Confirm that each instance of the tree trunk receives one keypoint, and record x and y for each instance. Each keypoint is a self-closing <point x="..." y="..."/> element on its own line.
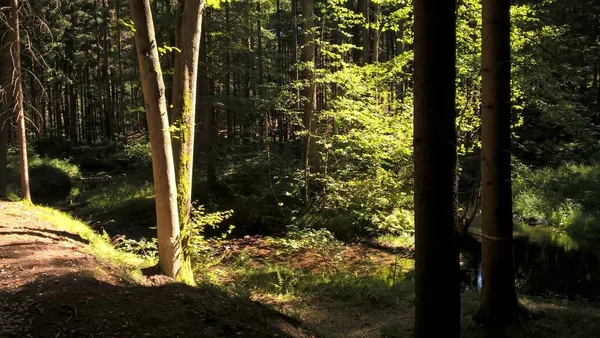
<point x="17" y="92"/>
<point x="499" y="304"/>
<point x="169" y="241"/>
<point x="206" y="116"/>
<point x="309" y="93"/>
<point x="185" y="78"/>
<point x="187" y="39"/>
<point x="437" y="265"/>
<point x="227" y="82"/>
<point x="365" y="41"/>
<point x="6" y="70"/>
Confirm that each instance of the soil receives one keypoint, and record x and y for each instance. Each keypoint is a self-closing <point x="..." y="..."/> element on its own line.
<point x="50" y="287"/>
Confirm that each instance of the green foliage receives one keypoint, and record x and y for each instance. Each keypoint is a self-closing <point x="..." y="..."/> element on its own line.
<point x="322" y="241"/>
<point x="52" y="181"/>
<point x="566" y="197"/>
<point x="121" y="201"/>
<point x="144" y="247"/>
<point x="194" y="242"/>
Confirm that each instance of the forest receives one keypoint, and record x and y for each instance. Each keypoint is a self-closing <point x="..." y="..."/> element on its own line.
<point x="300" y="168"/>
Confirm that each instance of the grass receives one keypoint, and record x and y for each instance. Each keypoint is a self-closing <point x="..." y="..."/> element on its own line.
<point x="129" y="264"/>
<point x="566" y="197"/>
<point x="51" y="180"/>
<point x="404" y="241"/>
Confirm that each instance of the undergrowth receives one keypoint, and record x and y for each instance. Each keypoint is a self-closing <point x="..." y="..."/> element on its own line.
<point x="566" y="197"/>
<point x="99" y="245"/>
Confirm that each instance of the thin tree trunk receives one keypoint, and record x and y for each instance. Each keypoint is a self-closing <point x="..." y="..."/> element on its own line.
<point x="206" y="116"/>
<point x="437" y="289"/>
<point x="309" y="93"/>
<point x="17" y="91"/>
<point x="227" y="83"/>
<point x="165" y="193"/>
<point x="187" y="39"/>
<point x="6" y="105"/>
<point x="365" y="41"/>
<point x="499" y="305"/>
<point x="121" y="94"/>
<point x="185" y="78"/>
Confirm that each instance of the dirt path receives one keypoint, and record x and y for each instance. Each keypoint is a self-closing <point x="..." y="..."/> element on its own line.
<point x="50" y="287"/>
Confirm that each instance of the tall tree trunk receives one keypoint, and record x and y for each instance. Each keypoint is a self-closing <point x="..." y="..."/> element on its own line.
<point x="206" y="116"/>
<point x="165" y="193"/>
<point x="499" y="305"/>
<point x="437" y="265"/>
<point x="227" y="82"/>
<point x="309" y="93"/>
<point x="365" y="41"/>
<point x="185" y="78"/>
<point x="6" y="102"/>
<point x="17" y="92"/>
<point x="121" y="94"/>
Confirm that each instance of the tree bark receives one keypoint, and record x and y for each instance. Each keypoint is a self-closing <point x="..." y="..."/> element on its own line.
<point x="169" y="241"/>
<point x="17" y="92"/>
<point x="6" y="69"/>
<point x="365" y="41"/>
<point x="499" y="304"/>
<point x="309" y="93"/>
<point x="437" y="265"/>
<point x="187" y="39"/>
<point x="206" y="117"/>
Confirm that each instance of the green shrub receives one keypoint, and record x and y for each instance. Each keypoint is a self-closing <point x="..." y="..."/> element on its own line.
<point x="567" y="197"/>
<point x="51" y="181"/>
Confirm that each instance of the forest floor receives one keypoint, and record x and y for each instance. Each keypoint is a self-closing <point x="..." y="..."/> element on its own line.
<point x="51" y="285"/>
<point x="58" y="280"/>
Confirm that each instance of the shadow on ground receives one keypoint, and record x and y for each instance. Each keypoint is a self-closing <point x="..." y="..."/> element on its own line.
<point x="77" y="305"/>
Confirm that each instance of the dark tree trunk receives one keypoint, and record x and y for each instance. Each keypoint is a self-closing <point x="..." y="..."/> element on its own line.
<point x="206" y="116"/>
<point x="6" y="102"/>
<point x="499" y="305"/>
<point x="437" y="265"/>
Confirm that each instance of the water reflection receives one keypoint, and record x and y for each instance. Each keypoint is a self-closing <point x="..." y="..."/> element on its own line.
<point x="546" y="263"/>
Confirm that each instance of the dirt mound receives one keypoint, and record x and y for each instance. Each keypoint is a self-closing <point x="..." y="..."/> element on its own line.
<point x="51" y="288"/>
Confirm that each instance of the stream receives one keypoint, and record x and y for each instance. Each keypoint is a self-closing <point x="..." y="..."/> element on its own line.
<point x="546" y="264"/>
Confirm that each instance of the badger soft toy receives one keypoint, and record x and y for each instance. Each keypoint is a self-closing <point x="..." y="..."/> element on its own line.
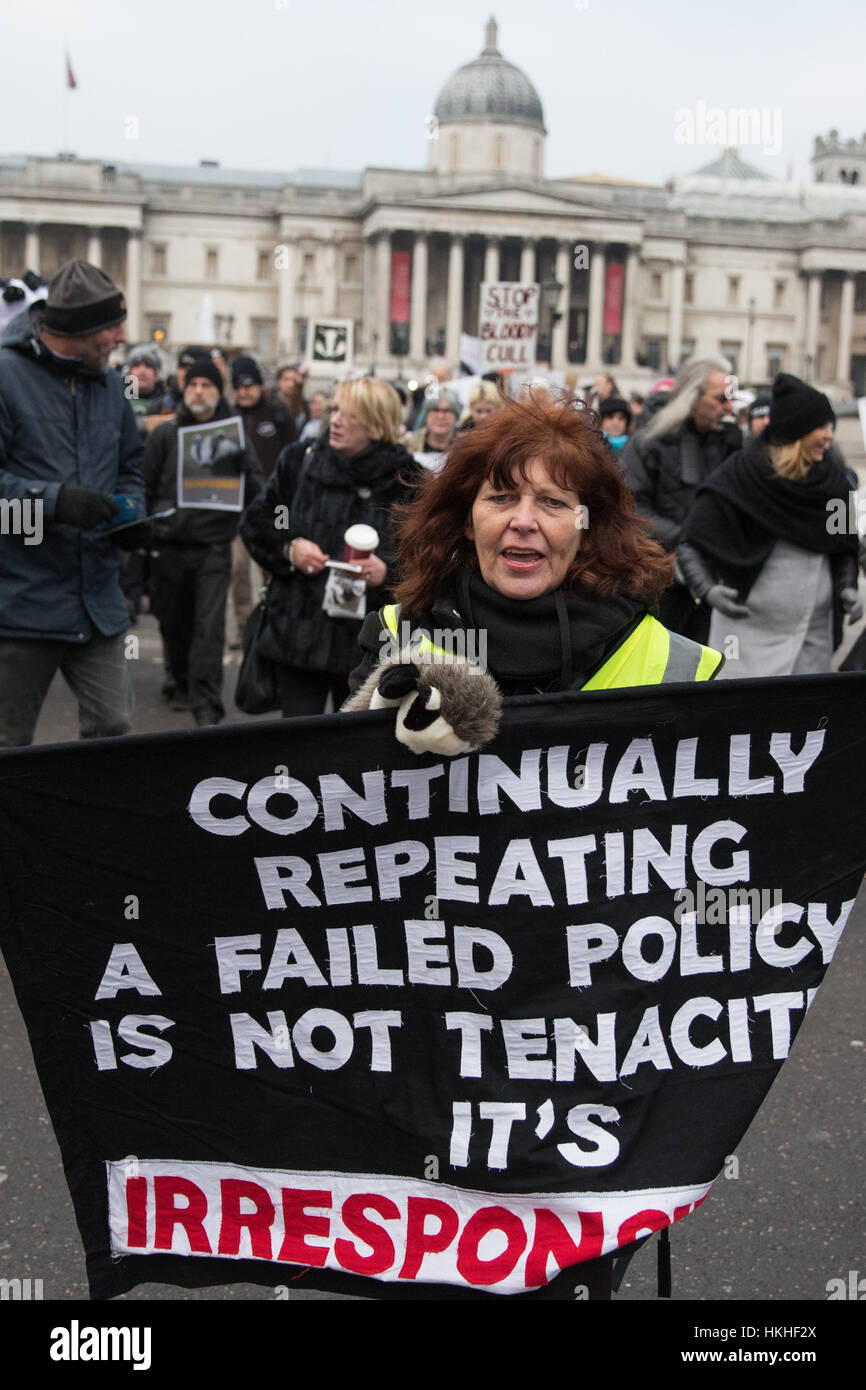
<point x="444" y="708"/>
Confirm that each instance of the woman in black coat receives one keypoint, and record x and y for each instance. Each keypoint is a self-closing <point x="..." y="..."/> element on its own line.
<point x="353" y="474"/>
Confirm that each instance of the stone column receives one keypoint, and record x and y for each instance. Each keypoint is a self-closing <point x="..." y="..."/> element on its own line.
<point x="134" y="284"/>
<point x="559" y="338"/>
<point x="843" y="362"/>
<point x="417" y="310"/>
<point x="674" y="323"/>
<point x="491" y="260"/>
<point x="369" y="296"/>
<point x="597" y="306"/>
<point x="330" y="277"/>
<point x="453" y="321"/>
<point x="31" y="248"/>
<point x="630" y="307"/>
<point x="813" y="305"/>
<point x="527" y="262"/>
<point x="287" y="274"/>
<point x="382" y="295"/>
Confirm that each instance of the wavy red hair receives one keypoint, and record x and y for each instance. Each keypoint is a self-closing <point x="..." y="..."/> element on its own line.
<point x="616" y="553"/>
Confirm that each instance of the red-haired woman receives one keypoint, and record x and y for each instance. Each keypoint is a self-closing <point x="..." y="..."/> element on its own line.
<point x="530" y="535"/>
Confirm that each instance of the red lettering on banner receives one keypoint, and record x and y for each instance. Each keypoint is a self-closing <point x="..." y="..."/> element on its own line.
<point x="136" y="1211"/>
<point x="191" y="1216"/>
<point x="470" y="1265"/>
<point x="299" y="1223"/>
<point x="420" y="1241"/>
<point x="257" y="1222"/>
<point x="648" y="1219"/>
<point x="369" y="1232"/>
<point x="553" y="1239"/>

____________

▶ _What you need to do_:
None of the pictures should appear; repeat the records exactly otherwise.

▶ _Task result_:
Confirm that each instance of the tree trunk receives one keypoint, and record x and y for each instance. Each keypoint is a self-closing <point x="..." y="..."/> element on its own line.
<point x="17" y="92"/>
<point x="499" y="304"/>
<point x="169" y="241"/>
<point x="206" y="116"/>
<point x="309" y="93"/>
<point x="185" y="78"/>
<point x="187" y="39"/>
<point x="437" y="265"/>
<point x="227" y="82"/>
<point x="365" y="41"/>
<point x="6" y="70"/>
Confirm that each instance of the soil receives one keypoint, and record x and y for each instance. Each keypoint is a self-closing <point x="..." y="..."/> element on its own line.
<point x="50" y="287"/>
Confirm that each instance of the green foliage receives one keypoint, and record x and y for each instance. Each keypoint is a self-closing <point x="..." y="..."/> element on its own line.
<point x="322" y="241"/>
<point x="52" y="181"/>
<point x="566" y="197"/>
<point x="121" y="201"/>
<point x="144" y="247"/>
<point x="194" y="242"/>
Confirm that each instance of the forest receives one keypoint, and record x and y for each instance. Each keypoint is a self-closing <point x="..." y="..."/> element on its own line.
<point x="300" y="168"/>
Confirm that each instance of the grass receives one keypoint, and record x and y for each instance. Each keypoint is a self-closing <point x="..." y="..."/> element on its own line.
<point x="129" y="264"/>
<point x="566" y="197"/>
<point x="51" y="180"/>
<point x="404" y="241"/>
Confirm that each instance of the undergrowth receives one keypoint, and record x and y for each instance. Each keypoint is a self-closing <point x="..." y="..."/> element on its own line.
<point x="566" y="197"/>
<point x="99" y="245"/>
Confirm that each instance of the thin tree trunk receives one keypoint, and record x and y for each instance. Each keypoint is a self-closing <point x="..." y="..."/> element on its own line.
<point x="206" y="116"/>
<point x="437" y="289"/>
<point x="309" y="93"/>
<point x="17" y="91"/>
<point x="227" y="83"/>
<point x="165" y="193"/>
<point x="187" y="39"/>
<point x="6" y="105"/>
<point x="365" y="41"/>
<point x="499" y="305"/>
<point x="121" y="94"/>
<point x="185" y="78"/>
Confirm that each instance of the dirt path receives one keypoint, and record x and y for each instance. Each keypoint is a self-closing <point x="..." y="..."/> element on its own line.
<point x="50" y="287"/>
Confirm that each instance of the tall tree trunk receives one keypoint, and record x and y for each instance. Each keypoint is a self-closing <point x="..." y="..."/> element on its own line.
<point x="206" y="116"/>
<point x="165" y="193"/>
<point x="499" y="305"/>
<point x="437" y="265"/>
<point x="227" y="82"/>
<point x="309" y="93"/>
<point x="365" y="41"/>
<point x="185" y="78"/>
<point x="6" y="102"/>
<point x="17" y="92"/>
<point x="121" y="94"/>
Confirm that each instance of the tree bark receives one keypoint, and record x and y for each instance. Each keypoint is a self-closing <point x="..." y="..."/> element on its own line.
<point x="169" y="241"/>
<point x="17" y="92"/>
<point x="6" y="69"/>
<point x="365" y="41"/>
<point x="499" y="304"/>
<point x="309" y="93"/>
<point x="437" y="265"/>
<point x="187" y="39"/>
<point x="206" y="117"/>
Confirm that each instance of the green shrub receives one keypoint, and record x and y for each instance. Each keypoint is a self-closing <point x="..." y="..."/> element on its own line.
<point x="567" y="197"/>
<point x="51" y="181"/>
Confirm that each instance of the forest floor receives one keypoint, and record x and y for each instance. Each keypoint is a self-closing <point x="..." y="..."/> element on its own line.
<point x="51" y="285"/>
<point x="58" y="280"/>
Confirm that each instance of the shadow on ground receives one keypoint, and record x and y for each instance. Each keypoint is a self-closing <point x="..." y="..."/> element on its own line.
<point x="77" y="305"/>
Confirm that each instance of the dark tree trunk receives one keypoint, and record x and y for each instance. Each keypoint is a self-closing <point x="..." y="..."/> element on its own line.
<point x="206" y="116"/>
<point x="6" y="102"/>
<point x="499" y="305"/>
<point x="437" y="265"/>
Confirm that each instance of the water reflection receives one keypoint, and record x and y for each instance. Each keypoint is a self-closing <point x="..." y="..."/> element on its own line.
<point x="546" y="263"/>
Confirm that each instance of the dirt mound receives one keypoint, and record x and y for each instance. Each keypoint is a self-closing <point x="..." y="..."/> element on its own line.
<point x="51" y="288"/>
Confirm that each instance of the stream receives one keypoint, and record x and y for each instance. Each keypoint is a self-closing <point x="..." y="..."/> element on its own line.
<point x="546" y="264"/>
Confirm that each instance of the badger soft toy receives one keypoint, and record x and y for each instance. Each keypoint is a self-closing <point x="..." y="..."/> element on its own line.
<point x="444" y="708"/>
Confirm that each instance of the woman in black coat receives one keypoint, and record x and y for each instance. Each keypoint is a self-closing <point x="..." y="..."/> element on its own line.
<point x="353" y="474"/>
Confirm that each instance of the stone column receives one keypoint, and record x and y for each instance. Each keypoint is a self-closing <point x="..." y="..."/> element on its own line.
<point x="134" y="284"/>
<point x="559" y="338"/>
<point x="843" y="362"/>
<point x="417" y="310"/>
<point x="674" y="323"/>
<point x="491" y="260"/>
<point x="369" y="296"/>
<point x="597" y="306"/>
<point x="330" y="277"/>
<point x="453" y="321"/>
<point x="31" y="248"/>
<point x="630" y="307"/>
<point x="813" y="305"/>
<point x="527" y="262"/>
<point x="287" y="274"/>
<point x="382" y="295"/>
Confirm that each instance of the wavy red hair receives one keypoint, and record x and y for each instance. Each keypoint is a self-closing <point x="..." y="..."/> element on its own line.
<point x="616" y="553"/>
Confirm that each instance of the red-haired woman receives one keypoint, and record x and y for each instance. Each keypoint is a self-closing <point x="..." y="..."/> element on its own line.
<point x="530" y="535"/>
Confirm that each instance of the red lettering on banner receives one keypoint, and record x and y for each instance. Each keypoint is a self-closing <point x="..." y="..."/> element on its own line.
<point x="136" y="1211"/>
<point x="191" y="1216"/>
<point x="470" y="1265"/>
<point x="299" y="1223"/>
<point x="420" y="1241"/>
<point x="257" y="1222"/>
<point x="648" y="1219"/>
<point x="369" y="1232"/>
<point x="553" y="1239"/>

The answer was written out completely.